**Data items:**
====================
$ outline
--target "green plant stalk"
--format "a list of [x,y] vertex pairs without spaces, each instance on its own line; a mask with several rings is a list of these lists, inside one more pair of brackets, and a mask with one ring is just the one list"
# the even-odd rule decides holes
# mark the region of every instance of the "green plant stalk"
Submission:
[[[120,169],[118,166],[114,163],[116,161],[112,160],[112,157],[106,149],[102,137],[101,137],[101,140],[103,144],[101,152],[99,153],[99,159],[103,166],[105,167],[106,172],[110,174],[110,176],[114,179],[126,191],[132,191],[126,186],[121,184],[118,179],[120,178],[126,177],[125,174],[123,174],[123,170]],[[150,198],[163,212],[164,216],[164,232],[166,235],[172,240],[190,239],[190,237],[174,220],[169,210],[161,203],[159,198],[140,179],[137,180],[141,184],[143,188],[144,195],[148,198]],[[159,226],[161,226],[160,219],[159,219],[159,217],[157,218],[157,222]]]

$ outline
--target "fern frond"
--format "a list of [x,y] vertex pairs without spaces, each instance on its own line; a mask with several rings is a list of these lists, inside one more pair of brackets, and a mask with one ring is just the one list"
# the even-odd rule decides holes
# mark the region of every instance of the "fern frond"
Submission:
====================
**What is expected:**
Pull out every line of the entries above that contains the string "instance", copying each such line in full.

**Task response:**
--format "a list of [x,y] vertex pairs without spaces, each instance on its own line; a mask with several rings is a list of these lists, inside one more pair of brackets, and a mask with one ring is just the one list"
# mark the region of every instance of the "green plant stalk"
--format "a list of [x,y] vertex pairs without spaces, each instance on its own line; a mask with several rings is a list of these lists, inside one more pair of brackets, and a mask with one ring is just the one list"
# mark the region of every instance of the "fern frond"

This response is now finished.